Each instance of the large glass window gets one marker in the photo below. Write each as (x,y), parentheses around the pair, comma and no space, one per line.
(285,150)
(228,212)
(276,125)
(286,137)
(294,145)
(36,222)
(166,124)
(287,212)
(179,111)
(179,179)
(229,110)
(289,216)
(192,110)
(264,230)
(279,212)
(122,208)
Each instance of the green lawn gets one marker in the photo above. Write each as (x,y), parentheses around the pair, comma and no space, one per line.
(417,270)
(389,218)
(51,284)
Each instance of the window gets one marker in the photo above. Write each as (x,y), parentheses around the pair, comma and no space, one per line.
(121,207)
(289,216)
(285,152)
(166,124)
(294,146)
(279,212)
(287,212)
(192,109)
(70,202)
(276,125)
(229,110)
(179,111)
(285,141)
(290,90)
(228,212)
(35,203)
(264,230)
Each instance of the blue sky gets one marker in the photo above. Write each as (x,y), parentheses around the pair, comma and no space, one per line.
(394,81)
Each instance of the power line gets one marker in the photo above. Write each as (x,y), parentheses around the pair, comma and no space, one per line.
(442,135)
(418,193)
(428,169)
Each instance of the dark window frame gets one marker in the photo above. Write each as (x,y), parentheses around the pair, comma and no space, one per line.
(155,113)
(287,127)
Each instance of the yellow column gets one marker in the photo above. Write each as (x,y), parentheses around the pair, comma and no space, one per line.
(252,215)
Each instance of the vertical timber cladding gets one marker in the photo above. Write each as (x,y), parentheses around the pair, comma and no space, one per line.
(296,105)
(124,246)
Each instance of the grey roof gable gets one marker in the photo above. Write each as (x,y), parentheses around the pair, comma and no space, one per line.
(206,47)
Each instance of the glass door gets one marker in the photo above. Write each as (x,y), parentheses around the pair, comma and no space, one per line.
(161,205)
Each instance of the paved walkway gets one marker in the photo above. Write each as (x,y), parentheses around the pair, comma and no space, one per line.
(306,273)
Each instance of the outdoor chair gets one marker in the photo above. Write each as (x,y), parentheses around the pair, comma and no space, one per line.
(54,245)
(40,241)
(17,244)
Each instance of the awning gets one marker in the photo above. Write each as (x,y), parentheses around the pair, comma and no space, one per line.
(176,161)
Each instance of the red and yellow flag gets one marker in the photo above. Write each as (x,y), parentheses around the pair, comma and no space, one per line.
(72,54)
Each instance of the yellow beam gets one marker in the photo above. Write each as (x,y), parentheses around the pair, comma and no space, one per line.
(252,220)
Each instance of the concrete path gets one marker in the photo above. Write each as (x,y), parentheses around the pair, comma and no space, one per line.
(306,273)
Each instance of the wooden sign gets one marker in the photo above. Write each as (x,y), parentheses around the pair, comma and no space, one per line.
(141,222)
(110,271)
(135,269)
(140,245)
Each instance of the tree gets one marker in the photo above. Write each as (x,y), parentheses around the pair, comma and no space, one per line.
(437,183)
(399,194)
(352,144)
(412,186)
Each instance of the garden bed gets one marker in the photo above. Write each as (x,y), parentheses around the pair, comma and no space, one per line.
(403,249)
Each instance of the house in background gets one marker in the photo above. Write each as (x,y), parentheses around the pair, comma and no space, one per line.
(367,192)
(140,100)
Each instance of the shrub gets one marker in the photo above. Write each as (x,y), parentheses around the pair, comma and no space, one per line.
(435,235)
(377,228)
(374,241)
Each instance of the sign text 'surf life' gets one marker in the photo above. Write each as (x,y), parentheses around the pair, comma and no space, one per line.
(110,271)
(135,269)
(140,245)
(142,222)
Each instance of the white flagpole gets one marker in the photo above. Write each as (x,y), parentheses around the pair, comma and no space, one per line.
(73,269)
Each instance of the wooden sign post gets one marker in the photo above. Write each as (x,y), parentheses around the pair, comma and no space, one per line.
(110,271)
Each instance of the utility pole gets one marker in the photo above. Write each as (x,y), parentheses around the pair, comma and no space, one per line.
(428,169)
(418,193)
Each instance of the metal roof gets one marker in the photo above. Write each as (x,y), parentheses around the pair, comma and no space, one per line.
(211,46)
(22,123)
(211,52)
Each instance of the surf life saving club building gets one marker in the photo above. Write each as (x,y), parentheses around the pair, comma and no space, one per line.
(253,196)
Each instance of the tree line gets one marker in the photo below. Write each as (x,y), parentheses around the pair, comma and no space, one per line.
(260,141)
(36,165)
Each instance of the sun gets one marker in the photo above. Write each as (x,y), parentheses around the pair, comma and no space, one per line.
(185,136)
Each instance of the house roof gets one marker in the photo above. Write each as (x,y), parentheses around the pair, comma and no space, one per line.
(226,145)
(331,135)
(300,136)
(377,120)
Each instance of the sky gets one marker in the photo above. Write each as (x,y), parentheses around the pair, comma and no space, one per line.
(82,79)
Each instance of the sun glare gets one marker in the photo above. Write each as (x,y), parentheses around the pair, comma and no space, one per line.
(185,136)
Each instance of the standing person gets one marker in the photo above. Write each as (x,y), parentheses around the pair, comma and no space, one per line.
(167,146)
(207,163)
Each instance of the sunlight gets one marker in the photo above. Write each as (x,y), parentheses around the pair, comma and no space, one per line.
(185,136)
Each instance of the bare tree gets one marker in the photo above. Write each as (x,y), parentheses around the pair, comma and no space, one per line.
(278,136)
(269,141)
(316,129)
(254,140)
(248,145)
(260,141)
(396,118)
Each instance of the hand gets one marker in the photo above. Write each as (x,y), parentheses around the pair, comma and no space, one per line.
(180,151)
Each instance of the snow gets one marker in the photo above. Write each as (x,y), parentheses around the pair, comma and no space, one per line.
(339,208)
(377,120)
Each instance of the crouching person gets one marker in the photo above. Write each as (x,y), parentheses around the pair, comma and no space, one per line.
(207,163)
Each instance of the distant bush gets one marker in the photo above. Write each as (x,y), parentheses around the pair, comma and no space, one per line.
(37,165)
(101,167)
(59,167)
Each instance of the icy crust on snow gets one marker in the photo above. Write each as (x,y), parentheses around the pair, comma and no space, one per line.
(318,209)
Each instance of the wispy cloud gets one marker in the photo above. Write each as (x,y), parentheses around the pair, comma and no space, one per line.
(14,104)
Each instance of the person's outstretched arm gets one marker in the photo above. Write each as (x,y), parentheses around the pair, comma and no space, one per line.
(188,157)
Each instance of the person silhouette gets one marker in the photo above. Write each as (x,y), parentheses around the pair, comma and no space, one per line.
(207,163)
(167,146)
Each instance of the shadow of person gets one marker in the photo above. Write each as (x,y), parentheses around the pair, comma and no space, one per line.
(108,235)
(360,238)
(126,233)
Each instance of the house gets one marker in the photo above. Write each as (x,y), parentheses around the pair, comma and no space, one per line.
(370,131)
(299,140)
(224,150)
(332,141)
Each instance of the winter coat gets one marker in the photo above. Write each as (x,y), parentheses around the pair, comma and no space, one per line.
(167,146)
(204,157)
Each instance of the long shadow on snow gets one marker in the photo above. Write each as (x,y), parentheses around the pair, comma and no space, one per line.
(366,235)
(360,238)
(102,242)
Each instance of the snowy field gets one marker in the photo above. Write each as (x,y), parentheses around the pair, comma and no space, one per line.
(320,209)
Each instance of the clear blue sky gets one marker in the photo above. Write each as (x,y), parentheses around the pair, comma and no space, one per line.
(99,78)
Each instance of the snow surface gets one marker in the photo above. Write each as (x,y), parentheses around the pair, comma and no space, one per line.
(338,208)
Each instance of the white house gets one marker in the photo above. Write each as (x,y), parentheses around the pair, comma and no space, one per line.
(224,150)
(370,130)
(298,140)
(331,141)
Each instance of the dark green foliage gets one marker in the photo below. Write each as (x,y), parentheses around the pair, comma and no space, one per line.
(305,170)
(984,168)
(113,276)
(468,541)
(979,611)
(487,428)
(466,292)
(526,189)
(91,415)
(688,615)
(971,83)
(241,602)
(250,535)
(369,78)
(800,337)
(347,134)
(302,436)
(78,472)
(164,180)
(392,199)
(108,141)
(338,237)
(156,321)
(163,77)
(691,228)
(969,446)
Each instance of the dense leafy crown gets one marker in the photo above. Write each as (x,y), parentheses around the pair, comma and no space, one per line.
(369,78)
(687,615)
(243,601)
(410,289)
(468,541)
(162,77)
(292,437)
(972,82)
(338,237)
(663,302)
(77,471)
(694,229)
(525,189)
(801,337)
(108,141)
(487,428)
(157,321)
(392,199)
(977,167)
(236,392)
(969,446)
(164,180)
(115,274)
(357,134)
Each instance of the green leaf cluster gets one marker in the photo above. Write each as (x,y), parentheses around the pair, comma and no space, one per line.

━━━━━━━━━━━━━━━━

=== TASK INSTRUCTIONS ===
Your output consists solely of the lines from the one with "Each instance of the dark green" through the last line, copied exactly.

=== THE SOLUTION ===
Each instance of the dark green foliage gets one marker in the photo below. Write each as (x,y), parentheses around the pair, comma and no space, one per line.
(305,170)
(984,168)
(113,276)
(468,541)
(979,611)
(487,428)
(466,292)
(526,189)
(91,415)
(688,615)
(971,83)
(241,602)
(250,535)
(369,78)
(800,337)
(347,134)
(302,436)
(78,472)
(164,180)
(392,199)
(108,141)
(338,237)
(156,321)
(163,77)
(691,228)
(969,446)
Each instance of the dense leafy crown gets one marker in the photo above. Write each as (x,y), parentheses around the pair, comma and no space, one per line.
(369,78)
(687,615)
(243,601)
(410,289)
(468,541)
(162,77)
(292,437)
(972,82)
(338,237)
(663,302)
(77,471)
(694,229)
(525,189)
(801,337)
(108,141)
(487,428)
(157,321)
(392,199)
(977,167)
(236,392)
(969,446)
(164,180)
(115,274)
(357,134)
Each instance of the green leaf cluster gets one marker in the photo above. Write each as (x,y), parentheses around the pair, comma and no space, one per line.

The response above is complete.